(Pointing dataset records)
------------------------
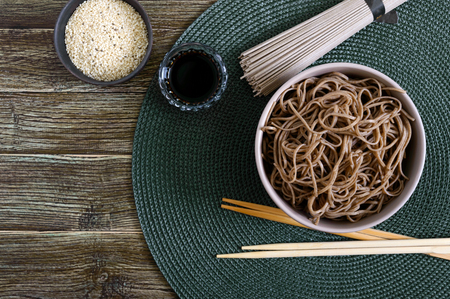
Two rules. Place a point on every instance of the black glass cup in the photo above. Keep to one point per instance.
(192, 76)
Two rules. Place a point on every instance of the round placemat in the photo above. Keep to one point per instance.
(185, 162)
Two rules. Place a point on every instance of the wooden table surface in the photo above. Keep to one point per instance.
(68, 221)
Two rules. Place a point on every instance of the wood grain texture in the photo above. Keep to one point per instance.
(68, 123)
(69, 225)
(28, 61)
(79, 265)
(67, 193)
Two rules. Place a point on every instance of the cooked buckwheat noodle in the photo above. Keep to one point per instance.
(336, 145)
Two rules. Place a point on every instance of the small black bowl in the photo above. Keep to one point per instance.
(60, 44)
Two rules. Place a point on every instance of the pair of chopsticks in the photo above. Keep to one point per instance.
(375, 241)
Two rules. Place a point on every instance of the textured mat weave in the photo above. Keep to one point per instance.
(184, 163)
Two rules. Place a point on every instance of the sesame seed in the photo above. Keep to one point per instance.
(83, 44)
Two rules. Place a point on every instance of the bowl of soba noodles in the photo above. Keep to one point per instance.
(340, 147)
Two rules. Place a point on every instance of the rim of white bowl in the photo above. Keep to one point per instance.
(390, 209)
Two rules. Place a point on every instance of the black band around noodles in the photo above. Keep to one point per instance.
(377, 8)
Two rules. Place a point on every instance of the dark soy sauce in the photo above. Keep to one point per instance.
(193, 77)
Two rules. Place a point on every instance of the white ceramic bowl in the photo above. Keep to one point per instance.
(412, 165)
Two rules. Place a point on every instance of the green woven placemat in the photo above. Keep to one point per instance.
(184, 163)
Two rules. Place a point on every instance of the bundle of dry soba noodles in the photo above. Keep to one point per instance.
(337, 145)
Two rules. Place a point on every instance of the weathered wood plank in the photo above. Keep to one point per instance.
(28, 61)
(67, 193)
(79, 265)
(168, 14)
(68, 123)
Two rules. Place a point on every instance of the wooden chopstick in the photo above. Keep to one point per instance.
(275, 214)
(339, 252)
(352, 244)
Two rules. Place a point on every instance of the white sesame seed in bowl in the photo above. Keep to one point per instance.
(103, 42)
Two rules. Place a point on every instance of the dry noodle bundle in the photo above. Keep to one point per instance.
(337, 145)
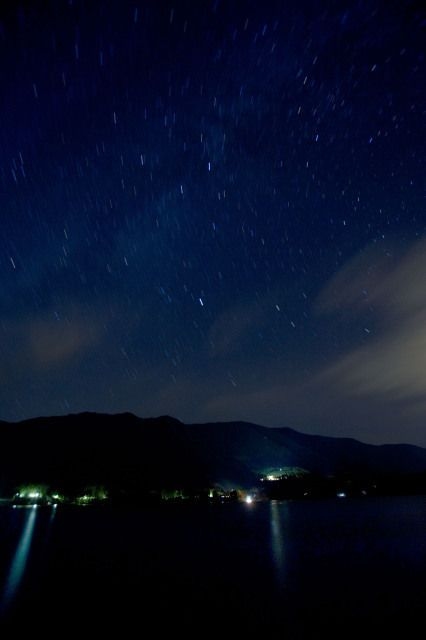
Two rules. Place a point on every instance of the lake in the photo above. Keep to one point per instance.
(316, 569)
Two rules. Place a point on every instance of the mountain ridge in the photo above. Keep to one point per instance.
(140, 454)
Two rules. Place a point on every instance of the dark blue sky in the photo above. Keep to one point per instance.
(215, 210)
------------------------
Looking at the records above, extract only the lines from the one with "Two rules. Place a point on every instance of the green" through the last line, exactly, with the pictures left out.

Two rules. Place a point on every instance of the green woven placemat in the photo above. Keep to one point per instance.
(184, 163)
Two rules. Place a point on every instance of the bundle of dry soba noodles in the photo above. Keep to one point per instance.
(337, 145)
Two rules. Place a point on every instance of the weathered wood plank in the photo above. Keep to one point per instance.
(28, 61)
(67, 193)
(79, 265)
(168, 14)
(68, 123)
Two rules. Place a point on every instance of the wooden chopstick in the photo above. Keep to one point per instance.
(275, 214)
(339, 252)
(352, 244)
Two rules. Place a point on every instance of the white sesame seed in bowl in the photo above. Keep to one point per instance.
(103, 42)
Two rules. Place a point on every instance of the dry noodle bundle in the photo above. Keep to one point per instance.
(337, 145)
Two rules. Place a point on every instance of the lake in the photo above. Keep to one point per instance.
(316, 569)
Two rules. Place a point on every instance of the mountain ridge in the photo above. Keep to one point per instance.
(140, 454)
Two rules. Place a point on every instance of the dark blue sky in the photo above. Keep to one point per instance.
(215, 210)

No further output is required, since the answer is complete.